═════ GIVEN DATA
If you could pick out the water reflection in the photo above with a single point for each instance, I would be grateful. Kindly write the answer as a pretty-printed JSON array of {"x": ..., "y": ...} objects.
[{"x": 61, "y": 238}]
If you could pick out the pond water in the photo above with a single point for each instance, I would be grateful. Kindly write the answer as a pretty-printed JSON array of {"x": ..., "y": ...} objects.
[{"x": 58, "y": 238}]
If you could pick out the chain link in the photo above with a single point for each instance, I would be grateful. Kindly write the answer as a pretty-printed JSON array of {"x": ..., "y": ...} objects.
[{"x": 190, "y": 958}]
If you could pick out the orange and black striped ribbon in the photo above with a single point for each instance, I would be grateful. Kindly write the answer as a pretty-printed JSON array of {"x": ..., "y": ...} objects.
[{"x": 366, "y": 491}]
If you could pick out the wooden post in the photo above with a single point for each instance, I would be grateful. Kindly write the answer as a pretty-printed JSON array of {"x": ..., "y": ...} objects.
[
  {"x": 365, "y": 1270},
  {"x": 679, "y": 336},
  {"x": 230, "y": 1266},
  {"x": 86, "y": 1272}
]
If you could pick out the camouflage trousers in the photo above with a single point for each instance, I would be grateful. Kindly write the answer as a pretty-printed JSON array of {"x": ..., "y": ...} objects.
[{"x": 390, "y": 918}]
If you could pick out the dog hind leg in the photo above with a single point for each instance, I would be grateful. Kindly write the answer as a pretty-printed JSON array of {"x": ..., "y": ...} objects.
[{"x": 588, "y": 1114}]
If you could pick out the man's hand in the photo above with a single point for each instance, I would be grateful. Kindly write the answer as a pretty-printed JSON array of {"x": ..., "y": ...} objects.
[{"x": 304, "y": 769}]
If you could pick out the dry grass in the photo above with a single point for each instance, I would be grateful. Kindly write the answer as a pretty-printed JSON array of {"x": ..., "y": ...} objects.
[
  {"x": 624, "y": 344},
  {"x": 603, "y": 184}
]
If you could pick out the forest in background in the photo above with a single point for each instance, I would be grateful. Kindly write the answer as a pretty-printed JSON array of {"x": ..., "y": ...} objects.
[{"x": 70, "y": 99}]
══════════
TASK TO COMPLETE
Rewrite all of the items above, substituting "minified" for every occurrence of "pretty-printed" and keeping everything else the same.

WRITTEN RESPONSE
If you could pick out the water reflection in the photo above with a single point for each instance, I would be grateful. Kindly write the answer as a minified JSON array of {"x": ..., "y": ...} objects.
[{"x": 61, "y": 238}]
If you could pick out the pond water in the photo above with a single point for each instance, I would be grateful. Kindly write the answer as a minified JSON array of {"x": ..., "y": ...} objects.
[{"x": 58, "y": 238}]
If you could pick out the chain link in the photo above with a single point for each instance, I would be grateful. Kindly write the answer as a minified JSON array of {"x": ..., "y": ...} objects.
[{"x": 190, "y": 958}]
If you could pick out the orange and black striped ribbon in the photo above with a single point for each instance, I would be grateful. Kindly write the answer as a minified JSON array of {"x": ..., "y": ...} objects.
[{"x": 366, "y": 491}]
If you could pick out the wooden post in the photo above with a single point for each instance, I would be grateful. Kindly write the answer as a minified JSON array of {"x": ..., "y": ...} objects.
[
  {"x": 365, "y": 1270},
  {"x": 679, "y": 336},
  {"x": 230, "y": 1266},
  {"x": 86, "y": 1272}
]
If you could pick out the camouflage trousers in the photo above with a single point for each instance, I would be grateful. Kindly write the answer as a minified JSON array of {"x": ..., "y": ...} objects.
[{"x": 390, "y": 918}]
If you could pick out the dog hind leg in the photo above with a single point for each instance, I would be grateful. Kindly write the answer as a minified JSON array of {"x": ..., "y": ...} objects.
[{"x": 588, "y": 1114}]
If you could pick out the man's hand in the photo above with a single point for each instance, I would be grateful. Kindly write the answer as a minified JSON array of {"x": ..., "y": ...} objects.
[{"x": 304, "y": 769}]
If you could pick out the dry grass in the photo above with a single point for each instance, I would be grateful. Kindly write the answer as a minified JSON array of {"x": ..., "y": ...} objects.
[
  {"x": 624, "y": 344},
  {"x": 603, "y": 184}
]
If you could pick out the forest in background in the photo above with a single point for each instance, I would be grateful. Kindly write the answer as a minified JSON array of {"x": ..., "y": ...} objects.
[{"x": 70, "y": 99}]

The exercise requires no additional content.